#### DATA FOR THIS TASK ####

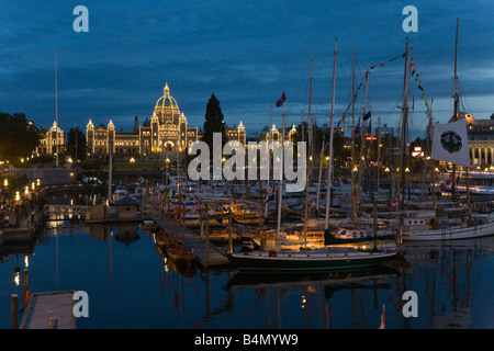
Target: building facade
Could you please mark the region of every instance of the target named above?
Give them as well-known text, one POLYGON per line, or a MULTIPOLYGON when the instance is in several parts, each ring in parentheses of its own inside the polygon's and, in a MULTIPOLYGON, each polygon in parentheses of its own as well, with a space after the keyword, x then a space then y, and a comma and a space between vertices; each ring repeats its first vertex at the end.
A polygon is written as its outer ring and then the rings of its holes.
POLYGON ((58 151, 61 152, 65 148, 65 141, 64 131, 54 122, 49 129, 44 127, 40 128, 40 145, 36 147, 35 154, 55 155, 57 152, 57 144, 58 151))

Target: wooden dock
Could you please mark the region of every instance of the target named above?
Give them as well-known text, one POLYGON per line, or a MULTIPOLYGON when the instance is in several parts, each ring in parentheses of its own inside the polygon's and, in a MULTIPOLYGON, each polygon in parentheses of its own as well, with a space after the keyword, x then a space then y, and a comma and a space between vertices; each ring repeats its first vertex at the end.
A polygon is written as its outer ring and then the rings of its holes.
POLYGON ((209 242, 205 237, 193 233, 182 223, 177 224, 170 217, 165 217, 164 222, 155 218, 155 223, 172 235, 175 235, 176 228, 178 228, 179 241, 182 242, 183 237, 182 244, 194 250, 199 263, 204 268, 229 265, 228 259, 220 248, 209 242))
POLYGON ((74 291, 34 293, 24 310, 20 329, 76 329, 74 291))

####

INSTRUCTIONS FOR THE TASK = Reproduce all of the material above word for word, omitting the pictures.

ANSWER BELOW =
Target: building facade
Could you please mark the region of every instance of the target named above?
Give them as well-known text, one POLYGON per line, or a MULTIPOLYGON when the instance is in several parts, each ring in parentheses of its own inside the polygon's and, in a MULTIPOLYGON, each polygon in parentheses of its own as well, with a space after the keyword, x then a space then y, and a comma and a space between vertices; each ring repeats its first vertex at the end.
A polygon is written as its outer ring and then the rings of its holes.
POLYGON ((58 151, 61 152, 65 148, 65 141, 64 131, 54 122, 49 129, 44 127, 40 128, 40 145, 36 147, 35 154, 55 155, 57 152, 57 144, 58 151))

Target: wooden dock
Could you please mark the region of every instance of the target named above?
Give them as well-known text, one POLYGON per line, or a MULTIPOLYGON when the instance is in several parts, each ring in parentheses of its own inside the polygon's and, in a MULTIPOLYGON, each polygon in parentheses of its own as well, with a space after the keyword, x then a space then y, and a comma and a space between vertices; each ring repeats its first vertex at the end.
A polygon is written as its outer ring and then the rings of its holes.
POLYGON ((209 242, 205 237, 193 233, 182 223, 177 224, 170 217, 165 217, 164 222, 155 218, 155 223, 172 235, 175 235, 176 228, 178 228, 179 241, 182 242, 183 237, 182 244, 194 250, 199 263, 204 268, 229 265, 228 259, 220 248, 209 242))
POLYGON ((74 291, 34 293, 24 310, 20 329, 76 329, 74 291))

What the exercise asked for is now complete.